### Extract provided
____________
What if
a painter pencils a prayer
across bare canvas before
covering it with
swashes of primer — an act
of trust akin to
a life laid down,
layer by layer . . .
Is that cry lost?
As works-of-God-in-progress, how to embrace erasure? Or surrender our lifestyle, our preconceived notions?
Decades ago during my ardent art-student days, flush with ideas, I itched to paint them! Skip stage one: forego the whitewash; flourish the paint. Wasn’t it enough that I’d mitered and hammered each wooden crosspiece, stretched the canvas taut?
No, my professor said. The surface had to be prepped to receive pigment. Didn’t I want my work to endure?
Fine. Atop that dead-white expanse I penciled guidelines. A roof here, a horizon there. Colors and forms accrued. Shadows, too.
I never thought to begin with a graphite entreaty.
What if underneath those long-ago layers a penciled cry of the heart had somehow suffused my finished painting? Perhaps viewers would have perceived added richness, translucence, depth.
A riveting glimpse of meaning,
bodied forth through managed obliteration . . .
____________
### Input data
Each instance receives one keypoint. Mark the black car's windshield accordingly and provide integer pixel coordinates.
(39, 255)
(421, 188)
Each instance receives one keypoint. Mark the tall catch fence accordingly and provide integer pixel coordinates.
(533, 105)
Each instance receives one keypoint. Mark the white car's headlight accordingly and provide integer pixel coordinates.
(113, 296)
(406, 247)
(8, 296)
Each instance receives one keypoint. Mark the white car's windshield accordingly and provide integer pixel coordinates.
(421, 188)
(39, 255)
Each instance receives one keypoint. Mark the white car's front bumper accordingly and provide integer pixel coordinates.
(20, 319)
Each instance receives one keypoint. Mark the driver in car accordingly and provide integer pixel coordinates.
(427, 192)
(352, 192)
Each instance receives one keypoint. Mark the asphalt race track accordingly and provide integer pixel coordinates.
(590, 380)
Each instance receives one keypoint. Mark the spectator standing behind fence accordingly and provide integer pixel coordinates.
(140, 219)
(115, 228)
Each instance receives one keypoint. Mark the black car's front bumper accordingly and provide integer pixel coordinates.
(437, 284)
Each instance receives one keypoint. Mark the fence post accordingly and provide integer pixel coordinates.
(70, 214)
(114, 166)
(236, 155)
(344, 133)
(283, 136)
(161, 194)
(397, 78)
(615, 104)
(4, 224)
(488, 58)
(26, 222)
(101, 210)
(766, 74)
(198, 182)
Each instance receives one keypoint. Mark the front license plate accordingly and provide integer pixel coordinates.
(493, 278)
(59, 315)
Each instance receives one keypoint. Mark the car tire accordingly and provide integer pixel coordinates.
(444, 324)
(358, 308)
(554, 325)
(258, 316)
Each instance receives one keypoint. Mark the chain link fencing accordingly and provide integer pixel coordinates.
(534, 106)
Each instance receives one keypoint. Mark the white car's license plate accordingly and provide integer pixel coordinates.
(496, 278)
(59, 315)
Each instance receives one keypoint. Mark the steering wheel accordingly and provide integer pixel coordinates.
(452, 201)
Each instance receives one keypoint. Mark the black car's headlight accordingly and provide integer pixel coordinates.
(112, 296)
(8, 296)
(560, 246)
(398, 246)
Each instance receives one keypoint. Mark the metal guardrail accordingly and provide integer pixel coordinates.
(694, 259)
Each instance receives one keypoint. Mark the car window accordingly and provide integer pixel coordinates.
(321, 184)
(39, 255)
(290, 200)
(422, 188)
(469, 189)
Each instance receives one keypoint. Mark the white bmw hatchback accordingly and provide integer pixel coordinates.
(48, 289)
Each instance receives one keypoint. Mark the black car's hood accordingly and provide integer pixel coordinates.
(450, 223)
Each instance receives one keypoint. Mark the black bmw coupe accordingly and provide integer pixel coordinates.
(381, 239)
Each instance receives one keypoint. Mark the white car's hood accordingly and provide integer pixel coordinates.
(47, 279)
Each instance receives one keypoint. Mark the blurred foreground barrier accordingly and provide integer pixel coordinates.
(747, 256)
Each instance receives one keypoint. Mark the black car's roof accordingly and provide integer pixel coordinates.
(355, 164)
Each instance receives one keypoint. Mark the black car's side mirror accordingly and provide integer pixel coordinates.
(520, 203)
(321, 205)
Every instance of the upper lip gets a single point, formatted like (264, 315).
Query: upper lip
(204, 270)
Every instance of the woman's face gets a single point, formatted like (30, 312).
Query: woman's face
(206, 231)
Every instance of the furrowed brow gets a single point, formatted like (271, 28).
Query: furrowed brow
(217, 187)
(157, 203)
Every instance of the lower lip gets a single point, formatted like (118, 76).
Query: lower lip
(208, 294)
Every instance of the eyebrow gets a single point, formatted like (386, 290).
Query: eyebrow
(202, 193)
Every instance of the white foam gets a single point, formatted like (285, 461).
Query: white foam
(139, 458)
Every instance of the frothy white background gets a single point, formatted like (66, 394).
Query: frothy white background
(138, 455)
____________
Reproduce, word for word, the passage of the piece on painting and prayer that opens with the words containing "As works-of-God-in-progress, how" and closes with "work to endure?".

As works-of-God-in-progress, how to embrace erasure? Or surrender our lifestyle, our preconceived notions?
Decades ago during my ardent art-student days, flush with ideas, I itched to paint them! Skip stage one: forego the whitewash; flourish the paint. Wasn’t it enough that I’d mitered and hammered each wooden crosspiece, stretched the canvas taut?
No, my professor said. The surface had to be prepped to receive pigment. Didn’t I want my work to endure?